→ WHAT THE TASK ASKS:
Put the lines of the entries below into a numbered list, leaving out blank lines. Begin at the line that contains "Can you find the wooden pier" and stop after the line that contains "[[515, 304]]".

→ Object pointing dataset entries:
──────

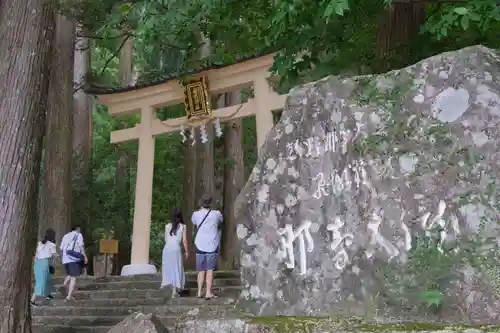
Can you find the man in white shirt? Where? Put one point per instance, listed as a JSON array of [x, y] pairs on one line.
[[73, 242], [208, 224]]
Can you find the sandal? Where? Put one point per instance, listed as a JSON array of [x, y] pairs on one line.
[[207, 298]]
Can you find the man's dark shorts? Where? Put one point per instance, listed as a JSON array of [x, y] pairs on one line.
[[73, 268], [206, 261]]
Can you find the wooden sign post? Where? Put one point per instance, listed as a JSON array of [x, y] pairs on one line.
[[107, 246]]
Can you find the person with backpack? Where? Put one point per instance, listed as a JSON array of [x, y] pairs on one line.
[[73, 258], [208, 223]]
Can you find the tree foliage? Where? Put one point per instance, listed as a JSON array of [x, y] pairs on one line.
[[312, 39]]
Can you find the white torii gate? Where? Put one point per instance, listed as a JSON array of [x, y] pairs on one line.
[[253, 72]]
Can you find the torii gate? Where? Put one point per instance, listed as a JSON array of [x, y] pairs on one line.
[[146, 99]]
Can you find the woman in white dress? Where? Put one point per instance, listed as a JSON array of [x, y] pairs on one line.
[[172, 265], [43, 266]]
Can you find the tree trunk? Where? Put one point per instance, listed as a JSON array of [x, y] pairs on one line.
[[82, 144], [234, 180], [189, 194], [123, 225], [398, 25], [55, 209], [26, 35]]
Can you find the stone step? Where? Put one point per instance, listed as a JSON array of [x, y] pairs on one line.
[[107, 321], [118, 285], [40, 328], [127, 302], [226, 291], [209, 308], [156, 277]]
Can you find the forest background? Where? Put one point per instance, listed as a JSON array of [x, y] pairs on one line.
[[126, 43], [96, 44]]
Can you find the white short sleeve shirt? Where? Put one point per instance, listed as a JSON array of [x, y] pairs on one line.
[[208, 236]]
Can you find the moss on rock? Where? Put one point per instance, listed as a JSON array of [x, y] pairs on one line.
[[296, 324]]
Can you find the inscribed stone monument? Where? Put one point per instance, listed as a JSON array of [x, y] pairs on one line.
[[378, 196]]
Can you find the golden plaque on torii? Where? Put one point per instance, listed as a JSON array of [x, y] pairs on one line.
[[197, 99]]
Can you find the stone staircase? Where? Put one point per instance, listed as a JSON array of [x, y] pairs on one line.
[[101, 303]]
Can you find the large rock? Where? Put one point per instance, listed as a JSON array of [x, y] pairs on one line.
[[139, 323], [377, 196]]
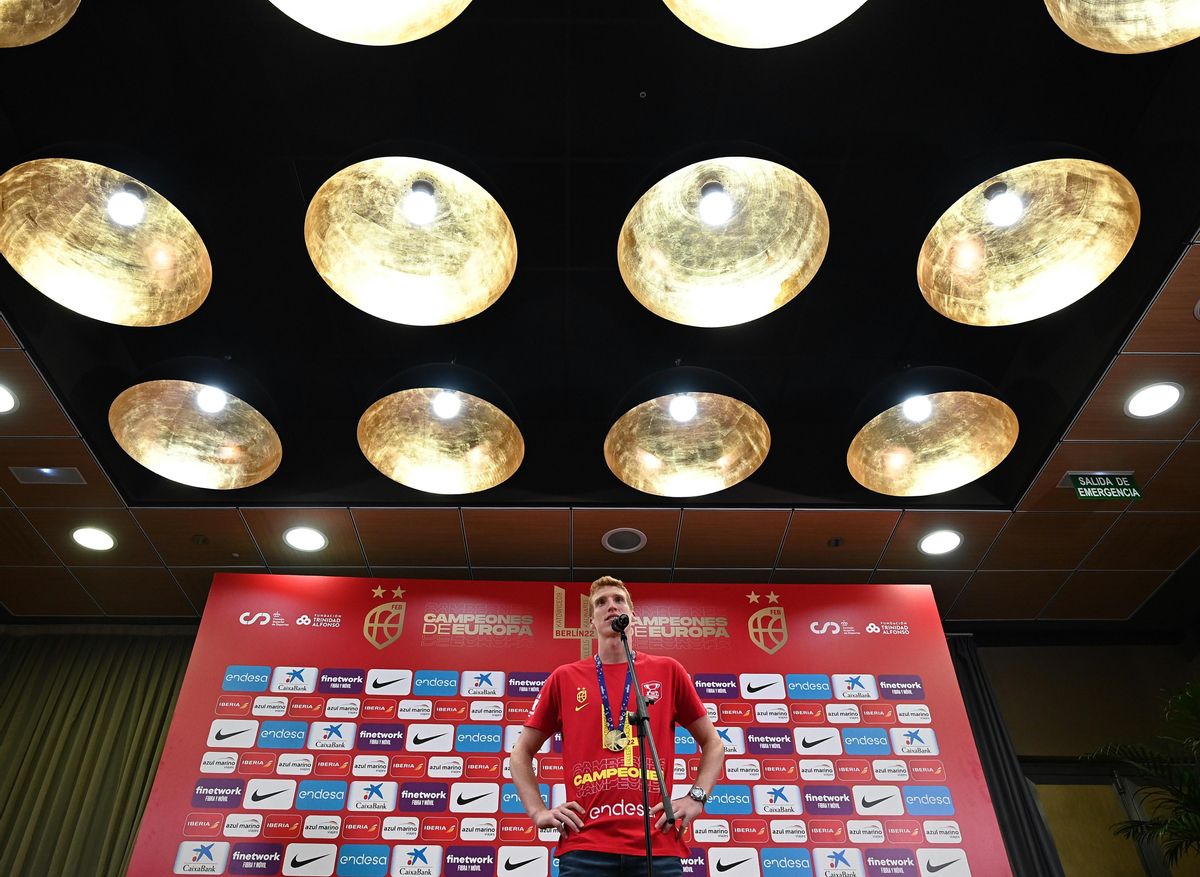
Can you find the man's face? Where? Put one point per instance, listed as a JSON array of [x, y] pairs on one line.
[[606, 605]]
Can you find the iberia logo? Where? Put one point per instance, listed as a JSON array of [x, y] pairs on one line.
[[384, 624]]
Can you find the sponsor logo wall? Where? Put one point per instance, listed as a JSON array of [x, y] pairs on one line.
[[365, 731]]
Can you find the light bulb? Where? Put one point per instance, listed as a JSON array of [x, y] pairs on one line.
[[917, 408], [420, 205], [1153, 400], [447, 404], [210, 400], [126, 206], [715, 205], [683, 408]]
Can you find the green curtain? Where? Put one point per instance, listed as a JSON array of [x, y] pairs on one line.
[[83, 720]]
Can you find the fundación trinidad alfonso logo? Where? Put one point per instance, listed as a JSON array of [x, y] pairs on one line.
[[384, 624], [768, 625]]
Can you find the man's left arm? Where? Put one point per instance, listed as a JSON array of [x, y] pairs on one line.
[[712, 760]]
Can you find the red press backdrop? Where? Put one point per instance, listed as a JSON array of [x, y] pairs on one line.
[[360, 727]]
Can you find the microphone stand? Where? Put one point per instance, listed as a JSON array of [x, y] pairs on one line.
[[642, 720]]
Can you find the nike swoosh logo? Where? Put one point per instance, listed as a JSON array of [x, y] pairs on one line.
[[509, 865], [258, 797], [301, 863], [418, 740]]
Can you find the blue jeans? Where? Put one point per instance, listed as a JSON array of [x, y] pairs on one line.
[[585, 863]]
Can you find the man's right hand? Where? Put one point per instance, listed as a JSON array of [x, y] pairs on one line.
[[565, 817]]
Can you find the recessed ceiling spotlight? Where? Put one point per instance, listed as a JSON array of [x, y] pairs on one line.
[[211, 400], [940, 542], [127, 205], [715, 206], [7, 400], [94, 539], [1153, 400], [420, 206], [623, 540], [305, 539], [447, 404], [683, 408], [917, 408], [1005, 206]]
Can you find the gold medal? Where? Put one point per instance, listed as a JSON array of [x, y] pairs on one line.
[[616, 740]]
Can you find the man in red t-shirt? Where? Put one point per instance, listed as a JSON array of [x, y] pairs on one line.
[[601, 821]]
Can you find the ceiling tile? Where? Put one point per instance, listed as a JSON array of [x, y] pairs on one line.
[[37, 412], [21, 545], [196, 581], [1176, 486], [268, 527], [1047, 541], [135, 590], [821, 576], [660, 526], [97, 493], [45, 590], [199, 536], [1147, 541], [57, 524], [1006, 595], [739, 538], [517, 538], [1104, 595], [978, 529], [1170, 324], [508, 574], [1103, 416], [947, 584], [862, 536], [721, 575], [1143, 458], [411, 536]]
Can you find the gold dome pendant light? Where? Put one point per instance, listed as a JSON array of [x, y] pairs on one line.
[[27, 22], [373, 22], [762, 24], [411, 241], [723, 241], [684, 440], [101, 244], [445, 433], [1029, 241], [196, 434], [930, 438], [1127, 26]]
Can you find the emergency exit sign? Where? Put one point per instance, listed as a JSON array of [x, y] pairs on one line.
[[1099, 486]]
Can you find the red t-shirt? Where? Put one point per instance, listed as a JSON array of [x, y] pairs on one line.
[[609, 785]]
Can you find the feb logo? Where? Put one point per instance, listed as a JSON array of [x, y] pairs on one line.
[[768, 629], [384, 624]]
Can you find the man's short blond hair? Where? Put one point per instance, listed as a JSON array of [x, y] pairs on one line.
[[610, 582]]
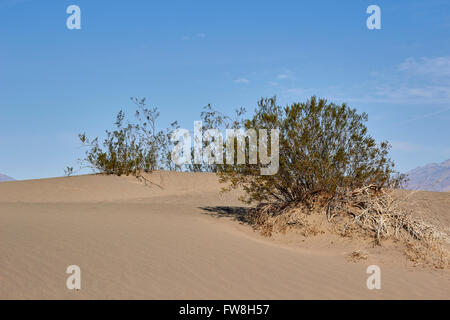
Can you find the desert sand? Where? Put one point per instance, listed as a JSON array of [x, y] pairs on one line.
[[178, 238]]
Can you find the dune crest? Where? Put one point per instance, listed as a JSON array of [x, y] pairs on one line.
[[162, 240]]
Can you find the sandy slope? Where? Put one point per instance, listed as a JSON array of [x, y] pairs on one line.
[[159, 241]]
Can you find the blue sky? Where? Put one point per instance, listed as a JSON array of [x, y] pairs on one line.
[[182, 55]]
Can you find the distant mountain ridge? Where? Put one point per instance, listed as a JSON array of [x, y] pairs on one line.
[[431, 177], [5, 178]]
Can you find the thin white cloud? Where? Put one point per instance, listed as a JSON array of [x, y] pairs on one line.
[[242, 80], [438, 66]]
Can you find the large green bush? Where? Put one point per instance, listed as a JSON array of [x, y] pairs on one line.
[[324, 149]]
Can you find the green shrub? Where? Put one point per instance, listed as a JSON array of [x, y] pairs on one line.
[[323, 149], [131, 148]]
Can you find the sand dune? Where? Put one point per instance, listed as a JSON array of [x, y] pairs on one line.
[[164, 240]]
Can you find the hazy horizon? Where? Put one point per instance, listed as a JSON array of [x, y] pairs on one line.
[[181, 56]]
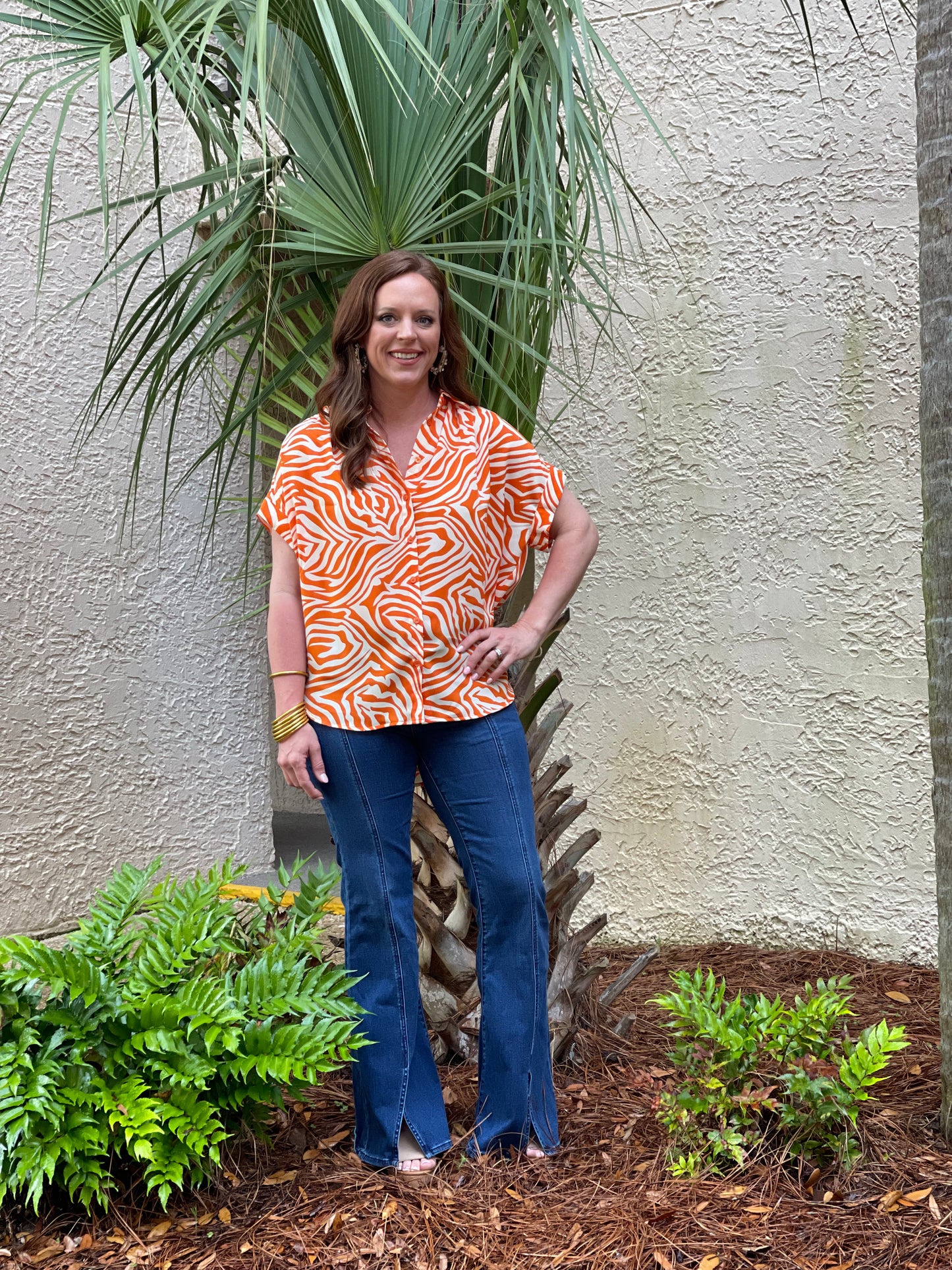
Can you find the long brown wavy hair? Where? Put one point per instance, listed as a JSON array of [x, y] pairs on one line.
[[345, 394]]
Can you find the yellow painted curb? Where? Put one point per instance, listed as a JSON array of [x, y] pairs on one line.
[[233, 890]]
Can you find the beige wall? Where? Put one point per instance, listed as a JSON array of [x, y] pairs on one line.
[[746, 658], [132, 716]]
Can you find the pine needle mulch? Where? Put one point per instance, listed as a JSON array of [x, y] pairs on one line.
[[605, 1199]]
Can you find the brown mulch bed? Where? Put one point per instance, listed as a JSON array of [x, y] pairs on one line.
[[605, 1200]]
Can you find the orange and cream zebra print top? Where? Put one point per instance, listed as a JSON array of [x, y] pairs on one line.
[[395, 574]]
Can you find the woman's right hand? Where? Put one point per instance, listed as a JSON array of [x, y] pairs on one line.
[[294, 753]]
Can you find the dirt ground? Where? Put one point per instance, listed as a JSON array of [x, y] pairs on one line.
[[605, 1200]]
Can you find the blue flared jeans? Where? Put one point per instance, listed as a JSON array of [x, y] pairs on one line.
[[476, 772]]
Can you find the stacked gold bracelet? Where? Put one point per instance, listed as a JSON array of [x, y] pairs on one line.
[[290, 722]]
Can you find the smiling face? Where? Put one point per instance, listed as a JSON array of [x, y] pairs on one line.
[[404, 338]]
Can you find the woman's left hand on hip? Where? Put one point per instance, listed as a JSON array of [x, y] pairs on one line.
[[493, 649]]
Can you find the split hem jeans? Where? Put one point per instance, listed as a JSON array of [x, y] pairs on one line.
[[476, 772]]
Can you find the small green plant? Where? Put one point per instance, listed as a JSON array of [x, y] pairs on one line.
[[172, 1019], [756, 1071]]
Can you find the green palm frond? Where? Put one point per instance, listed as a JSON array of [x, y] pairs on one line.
[[330, 131]]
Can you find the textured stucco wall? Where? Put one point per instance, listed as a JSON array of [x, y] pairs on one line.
[[746, 656], [132, 716]]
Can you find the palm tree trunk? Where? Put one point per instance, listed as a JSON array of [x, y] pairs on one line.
[[934, 79]]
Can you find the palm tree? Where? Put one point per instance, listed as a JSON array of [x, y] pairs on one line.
[[329, 131], [934, 79]]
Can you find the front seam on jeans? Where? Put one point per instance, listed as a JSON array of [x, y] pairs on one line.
[[513, 799], [391, 929], [457, 835]]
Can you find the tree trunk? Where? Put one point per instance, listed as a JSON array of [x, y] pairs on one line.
[[934, 80], [445, 931]]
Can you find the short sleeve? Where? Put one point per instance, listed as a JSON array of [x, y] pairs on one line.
[[276, 512], [532, 487]]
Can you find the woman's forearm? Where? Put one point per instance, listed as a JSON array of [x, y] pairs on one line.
[[569, 558], [287, 648]]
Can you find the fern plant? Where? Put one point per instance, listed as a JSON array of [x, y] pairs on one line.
[[172, 1019], [754, 1070]]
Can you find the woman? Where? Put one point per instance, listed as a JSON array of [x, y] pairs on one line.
[[400, 516]]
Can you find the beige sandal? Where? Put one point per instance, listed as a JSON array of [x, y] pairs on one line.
[[412, 1156]]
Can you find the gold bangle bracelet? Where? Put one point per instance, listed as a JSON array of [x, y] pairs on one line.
[[290, 722]]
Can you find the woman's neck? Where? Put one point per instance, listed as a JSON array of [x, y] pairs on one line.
[[397, 408]]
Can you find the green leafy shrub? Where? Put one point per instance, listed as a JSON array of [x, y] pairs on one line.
[[756, 1071], [172, 1019]]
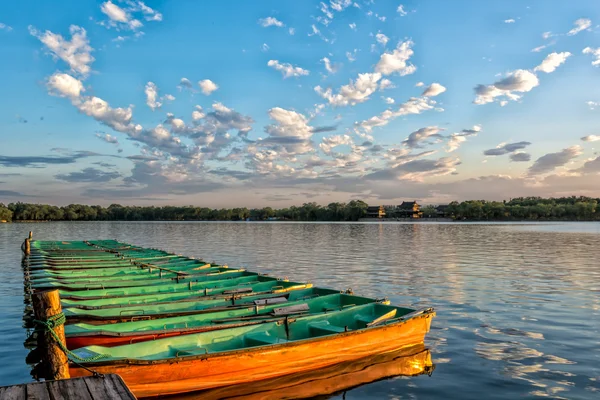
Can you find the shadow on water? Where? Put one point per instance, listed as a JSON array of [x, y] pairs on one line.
[[324, 382]]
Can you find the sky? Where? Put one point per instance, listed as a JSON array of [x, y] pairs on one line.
[[270, 103]]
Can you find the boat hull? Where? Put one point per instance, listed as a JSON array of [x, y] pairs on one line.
[[193, 373]]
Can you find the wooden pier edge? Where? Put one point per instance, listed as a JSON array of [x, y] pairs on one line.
[[46, 304], [103, 387]]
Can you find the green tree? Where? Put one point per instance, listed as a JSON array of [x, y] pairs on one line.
[[5, 213]]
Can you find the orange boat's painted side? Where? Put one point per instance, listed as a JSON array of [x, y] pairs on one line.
[[186, 374]]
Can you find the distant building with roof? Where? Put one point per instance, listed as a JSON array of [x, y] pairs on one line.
[[409, 209], [375, 212]]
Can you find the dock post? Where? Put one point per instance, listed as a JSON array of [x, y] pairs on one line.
[[46, 305], [27, 247]]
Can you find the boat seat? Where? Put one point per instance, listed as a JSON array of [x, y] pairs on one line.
[[189, 351], [365, 320], [324, 328], [261, 339]]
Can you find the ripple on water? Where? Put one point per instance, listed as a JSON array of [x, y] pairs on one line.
[[515, 304]]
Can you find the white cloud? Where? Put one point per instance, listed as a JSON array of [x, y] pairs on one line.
[[549, 162], [207, 86], [287, 70], [150, 14], [552, 61], [351, 56], [75, 52], [270, 21], [185, 83], [386, 84], [595, 53], [592, 104], [580, 25], [198, 114], [289, 135], [340, 5], [107, 138], [539, 48], [151, 92], [396, 61], [353, 93], [120, 18], [316, 31], [591, 138], [416, 138], [64, 85], [519, 81], [382, 39], [114, 12], [433, 90], [414, 105], [329, 143], [331, 68], [456, 139]]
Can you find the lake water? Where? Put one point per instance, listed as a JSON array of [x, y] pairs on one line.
[[518, 305]]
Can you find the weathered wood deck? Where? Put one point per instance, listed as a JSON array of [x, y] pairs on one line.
[[89, 388]]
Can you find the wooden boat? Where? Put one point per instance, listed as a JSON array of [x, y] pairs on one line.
[[160, 300], [128, 273], [259, 311], [96, 290], [122, 270], [122, 282], [232, 356], [184, 305], [410, 361]]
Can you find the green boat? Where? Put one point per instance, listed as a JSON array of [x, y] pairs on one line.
[[79, 335], [225, 279], [212, 274], [132, 273], [205, 360], [176, 304], [129, 268]]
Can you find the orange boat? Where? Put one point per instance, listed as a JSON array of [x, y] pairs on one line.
[[246, 354], [410, 361]]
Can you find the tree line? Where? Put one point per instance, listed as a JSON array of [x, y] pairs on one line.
[[351, 211], [521, 208]]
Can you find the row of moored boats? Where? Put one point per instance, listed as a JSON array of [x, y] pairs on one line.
[[170, 324]]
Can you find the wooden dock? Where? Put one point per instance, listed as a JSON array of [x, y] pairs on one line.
[[103, 387]]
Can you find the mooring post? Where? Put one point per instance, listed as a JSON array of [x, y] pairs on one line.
[[46, 305], [27, 247]]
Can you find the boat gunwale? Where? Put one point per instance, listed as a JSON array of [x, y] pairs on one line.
[[397, 322]]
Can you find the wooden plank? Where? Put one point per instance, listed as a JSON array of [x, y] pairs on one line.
[[68, 389], [298, 308], [12, 392], [37, 391]]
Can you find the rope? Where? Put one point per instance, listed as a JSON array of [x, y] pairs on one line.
[[58, 320]]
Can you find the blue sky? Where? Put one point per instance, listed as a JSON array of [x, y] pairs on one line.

──────

→ TASK SOLUTION:
1. Can you find the wooden pier edge? Where? Put one point per instance, listed as a JSON array of [x, y] pairs on one line.
2. [[46, 304], [103, 387]]
3. Can you find the green tree? Where? Put one point per instance, listed as a JSON array of [x, y] pairs on one line.
4. [[5, 213]]
5. Can you find the orange boat's painted side? Where? Put one point per instance, listed as a JSON array of [x, y] pairs on one line.
6. [[186, 374]]
7. Can you find the distant building with roof? Where? Put one point per instance, listed as a JSON array of [x, y] pairs on one line.
8. [[409, 209], [375, 212]]
9. Can you find the dock post? Where? Put one point per instance, listed as a JSON array of [x, y] pairs on one line.
10. [[46, 305], [27, 247]]
11. Can you find the boat seat? Where? Put one point per instance, listed as a JSON array of [x, y] pairs on one line.
12. [[189, 351], [365, 320], [324, 328], [261, 339]]
13. Can you find the ripple on water? Where? Put one point per instance, listed as a JSON array of [x, y] pairs on one line.
14. [[515, 304]]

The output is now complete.